## begin MATERIAL FOR THIS TASK

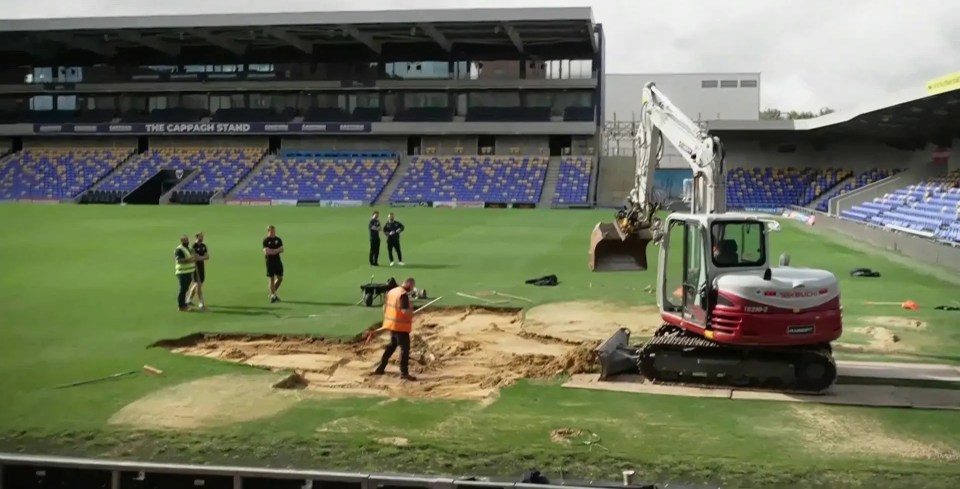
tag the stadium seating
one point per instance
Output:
(57, 173)
(573, 184)
(777, 187)
(931, 208)
(863, 179)
(220, 168)
(503, 179)
(323, 176)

## end MATERIAL FOR THIS TASK

DO THIS » Rewrite the lines above with "stadium seating" changed to "grandstand seats" and nothing else altered, omitting the pictures.

EXERCISE OUTPUT »
tag the grandstand seats
one point per instance
Output:
(57, 173)
(573, 184)
(777, 187)
(931, 208)
(863, 179)
(220, 168)
(503, 179)
(323, 176)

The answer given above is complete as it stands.